Copy every item below line for line, with no change to any word, number, or spacing.

** Start Exercise input **

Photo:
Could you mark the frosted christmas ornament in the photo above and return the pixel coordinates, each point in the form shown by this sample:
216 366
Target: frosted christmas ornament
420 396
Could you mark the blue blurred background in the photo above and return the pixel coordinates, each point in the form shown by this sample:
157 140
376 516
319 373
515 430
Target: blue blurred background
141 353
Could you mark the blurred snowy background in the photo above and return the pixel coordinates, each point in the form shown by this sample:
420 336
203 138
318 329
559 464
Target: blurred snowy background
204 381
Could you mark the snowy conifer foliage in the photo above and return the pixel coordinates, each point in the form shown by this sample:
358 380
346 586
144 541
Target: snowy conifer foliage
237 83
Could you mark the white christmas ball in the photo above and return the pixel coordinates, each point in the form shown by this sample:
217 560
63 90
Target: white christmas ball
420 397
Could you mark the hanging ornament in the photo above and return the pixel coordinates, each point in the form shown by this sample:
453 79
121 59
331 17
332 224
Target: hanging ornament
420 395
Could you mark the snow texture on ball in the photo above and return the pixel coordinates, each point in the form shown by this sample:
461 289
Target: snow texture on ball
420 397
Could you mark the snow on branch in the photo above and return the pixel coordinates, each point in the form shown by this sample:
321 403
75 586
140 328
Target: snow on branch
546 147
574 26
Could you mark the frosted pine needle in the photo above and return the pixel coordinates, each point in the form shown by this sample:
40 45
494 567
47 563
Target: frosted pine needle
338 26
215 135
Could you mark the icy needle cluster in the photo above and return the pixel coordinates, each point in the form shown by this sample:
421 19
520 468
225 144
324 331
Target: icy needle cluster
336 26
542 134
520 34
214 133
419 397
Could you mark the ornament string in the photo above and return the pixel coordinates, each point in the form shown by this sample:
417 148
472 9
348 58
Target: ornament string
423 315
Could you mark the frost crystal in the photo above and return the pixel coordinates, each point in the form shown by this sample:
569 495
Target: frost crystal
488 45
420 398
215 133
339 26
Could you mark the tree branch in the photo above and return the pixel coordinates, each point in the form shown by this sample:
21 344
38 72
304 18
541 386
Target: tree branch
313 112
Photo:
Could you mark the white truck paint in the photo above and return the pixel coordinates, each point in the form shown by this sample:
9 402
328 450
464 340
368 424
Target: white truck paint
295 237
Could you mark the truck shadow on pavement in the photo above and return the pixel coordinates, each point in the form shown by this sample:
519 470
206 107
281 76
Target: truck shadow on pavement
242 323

** End Exercise input **

▶ Written answer
Photo:
Could you mark the frosted christmas ornament in the photo above and return the pixel coordinates, each point in the form shown by this sample:
216 366
Target: frosted christmas ornament
420 396
Could you mark the blue blurred background in the photo above and return the pixel coordinates, each point in the form shown by this sample:
157 140
376 516
319 373
515 430
Target: blue blurred background
141 353
Could you mark the blurred snowy background in the photo above and return the pixel coordinates, each point in the form shown by this sample:
420 336
203 138
318 329
559 464
Target: blurred snowy background
204 381
Could you mark the snowy conifer foliage in the photo above and return the pixel coordinates, each point in the form shown by this sample:
358 380
346 586
144 541
Target: snowy conifer foliage
237 83
Could you mark the white christmas ball in the photo above and return the pixel coordinates, each point in the form shown by this sample:
217 560
63 90
Target: white christmas ball
420 397
Could you mark the hanging ornament in the photo above and return the pixel coordinates, each point in the form shown by this sample:
453 79
121 59
331 17
332 224
Target: hanging ornament
420 395
Could you mark the snow texture on ball in the photo above and return the pixel coordinates, each point in the form shown by this sample:
461 289
Target: snow texture on ball
420 397
Could you mark the snow on branch in the photo above and return the pixel coordinates, each point in the form shown by this sample:
321 403
75 586
140 328
Target: snow on branch
546 147
574 26
Could you mark the frosted pine needle in the photo above and return the pixel coordinates, each point in the form shown by this sample:
40 45
494 567
47 563
Target: frosted pine needle
338 26
215 135
Could you mark the icy needle cluster in the photo above and return the pixel coordinates, each point in the form shown by this sample:
421 19
520 468
225 144
324 331
Target: icy needle cluster
336 26
542 134
520 34
214 133
419 397
Could you mark the ornament string in the photo above and return the pixel coordinates, each point in the form shown by this sample:
417 148
472 9
348 58
Target: ornament string
423 315
Could you mark the frost crystal in the photo above and return the pixel coordinates, each point in the form shown by this sample:
569 495
Target: frost crystal
488 45
420 398
215 133
339 26
Could you mark the tree branch in the photo above and return the pixel coordinates, each point in the form shown by this sample:
21 344
38 72
304 18
541 386
Target: tree branch
313 112
Photo:
Could you mark the white truck paint in the photo above and return the pixel coordinates, each point in the form shown by this sample:
9 402
328 450
464 340
368 424
Target: white truck paint
295 237
Could you mark the truck shadow on pavement in the photo above and return the pixel coordinates, each point in the form shown by this sample:
519 470
206 107
281 76
Target: truck shadow on pavement
242 323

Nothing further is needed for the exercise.